Task to carry out:
Can you print every record below exactly as written?
--- Source data Enclosed Below ---
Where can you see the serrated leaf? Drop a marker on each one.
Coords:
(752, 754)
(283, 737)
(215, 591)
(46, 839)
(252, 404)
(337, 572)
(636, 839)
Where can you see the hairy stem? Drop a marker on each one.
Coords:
--- End of Enclosed Source data ---
Exercise result:
Where can you see the serrated leaf? Drop a marker on each one.
Coords:
(752, 754)
(283, 737)
(215, 591)
(46, 839)
(252, 404)
(337, 572)
(636, 839)
Where can you see the hairy stem? Drop a marker on each one.
Coords:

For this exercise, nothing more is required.